(Excerpts from a point labeling dataset)
____

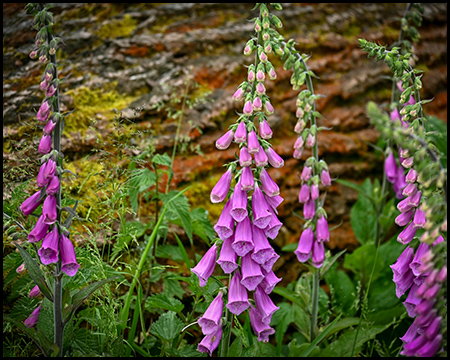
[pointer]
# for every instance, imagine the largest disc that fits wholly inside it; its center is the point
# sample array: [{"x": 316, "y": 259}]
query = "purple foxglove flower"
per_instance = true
[
  {"x": 269, "y": 282},
  {"x": 265, "y": 305},
  {"x": 267, "y": 266},
  {"x": 261, "y": 158},
  {"x": 260, "y": 208},
  {"x": 262, "y": 330},
  {"x": 407, "y": 234},
  {"x": 419, "y": 219},
  {"x": 210, "y": 342},
  {"x": 402, "y": 265},
  {"x": 404, "y": 218},
  {"x": 49, "y": 210},
  {"x": 268, "y": 108},
  {"x": 252, "y": 143},
  {"x": 322, "y": 231},
  {"x": 53, "y": 186},
  {"x": 31, "y": 204},
  {"x": 46, "y": 172},
  {"x": 304, "y": 194},
  {"x": 49, "y": 248},
  {"x": 309, "y": 209},
  {"x": 262, "y": 250},
  {"x": 411, "y": 176},
  {"x": 68, "y": 257},
  {"x": 245, "y": 159},
  {"x": 220, "y": 190},
  {"x": 39, "y": 230},
  {"x": 247, "y": 180},
  {"x": 45, "y": 145},
  {"x": 404, "y": 205},
  {"x": 239, "y": 203},
  {"x": 31, "y": 320},
  {"x": 205, "y": 266},
  {"x": 225, "y": 140},
  {"x": 210, "y": 321},
  {"x": 318, "y": 254},
  {"x": 248, "y": 108},
  {"x": 257, "y": 103},
  {"x": 268, "y": 185},
  {"x": 225, "y": 225},
  {"x": 390, "y": 168},
  {"x": 35, "y": 292},
  {"x": 305, "y": 245},
  {"x": 274, "y": 159},
  {"x": 299, "y": 143},
  {"x": 237, "y": 295},
  {"x": 264, "y": 129},
  {"x": 243, "y": 238},
  {"x": 227, "y": 257},
  {"x": 251, "y": 273},
  {"x": 306, "y": 173},
  {"x": 238, "y": 95},
  {"x": 240, "y": 135},
  {"x": 412, "y": 301},
  {"x": 274, "y": 226}
]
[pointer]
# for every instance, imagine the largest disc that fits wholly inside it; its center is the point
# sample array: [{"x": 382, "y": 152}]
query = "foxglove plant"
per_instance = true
[
  {"x": 249, "y": 216},
  {"x": 420, "y": 271}
]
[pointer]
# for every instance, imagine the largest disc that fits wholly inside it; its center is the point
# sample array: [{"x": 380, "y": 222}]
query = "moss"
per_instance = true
[{"x": 117, "y": 28}]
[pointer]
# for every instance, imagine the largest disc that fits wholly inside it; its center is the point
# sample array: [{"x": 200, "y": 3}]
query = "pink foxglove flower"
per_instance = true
[
  {"x": 210, "y": 321},
  {"x": 68, "y": 257},
  {"x": 220, "y": 190},
  {"x": 237, "y": 295},
  {"x": 206, "y": 265},
  {"x": 49, "y": 248}
]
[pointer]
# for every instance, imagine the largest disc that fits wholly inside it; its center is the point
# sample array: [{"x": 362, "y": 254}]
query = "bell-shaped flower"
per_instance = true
[
  {"x": 264, "y": 129},
  {"x": 261, "y": 158},
  {"x": 247, "y": 180},
  {"x": 262, "y": 250},
  {"x": 210, "y": 321},
  {"x": 220, "y": 190},
  {"x": 243, "y": 238},
  {"x": 251, "y": 273},
  {"x": 239, "y": 203},
  {"x": 225, "y": 225},
  {"x": 274, "y": 159},
  {"x": 49, "y": 248},
  {"x": 245, "y": 159},
  {"x": 205, "y": 266},
  {"x": 305, "y": 245},
  {"x": 240, "y": 135},
  {"x": 252, "y": 143},
  {"x": 265, "y": 305},
  {"x": 260, "y": 208},
  {"x": 225, "y": 140},
  {"x": 49, "y": 210},
  {"x": 227, "y": 257},
  {"x": 237, "y": 295},
  {"x": 32, "y": 320},
  {"x": 210, "y": 342},
  {"x": 261, "y": 329},
  {"x": 68, "y": 257},
  {"x": 39, "y": 230},
  {"x": 31, "y": 204},
  {"x": 268, "y": 185},
  {"x": 46, "y": 172},
  {"x": 269, "y": 282}
]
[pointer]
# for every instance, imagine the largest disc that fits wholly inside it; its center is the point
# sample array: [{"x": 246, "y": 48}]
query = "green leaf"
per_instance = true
[
  {"x": 35, "y": 272},
  {"x": 167, "y": 327}
]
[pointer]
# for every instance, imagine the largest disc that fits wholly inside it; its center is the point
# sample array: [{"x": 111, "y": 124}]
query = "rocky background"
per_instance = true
[{"x": 129, "y": 56}]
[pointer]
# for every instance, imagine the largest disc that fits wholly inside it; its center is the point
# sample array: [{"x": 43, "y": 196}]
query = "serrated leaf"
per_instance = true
[{"x": 167, "y": 327}]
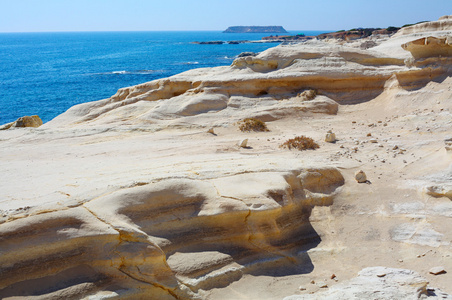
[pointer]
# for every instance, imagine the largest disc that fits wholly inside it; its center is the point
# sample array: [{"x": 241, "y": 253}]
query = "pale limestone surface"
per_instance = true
[{"x": 130, "y": 197}]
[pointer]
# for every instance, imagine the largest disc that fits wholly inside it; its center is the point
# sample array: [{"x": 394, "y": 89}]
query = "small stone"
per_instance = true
[
  {"x": 360, "y": 176},
  {"x": 437, "y": 270},
  {"x": 330, "y": 137},
  {"x": 243, "y": 143}
]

____

- [Short problem]:
Count the lines in the data above that contain the string "foxglove". Give only the number.

- [Answer in full]:
3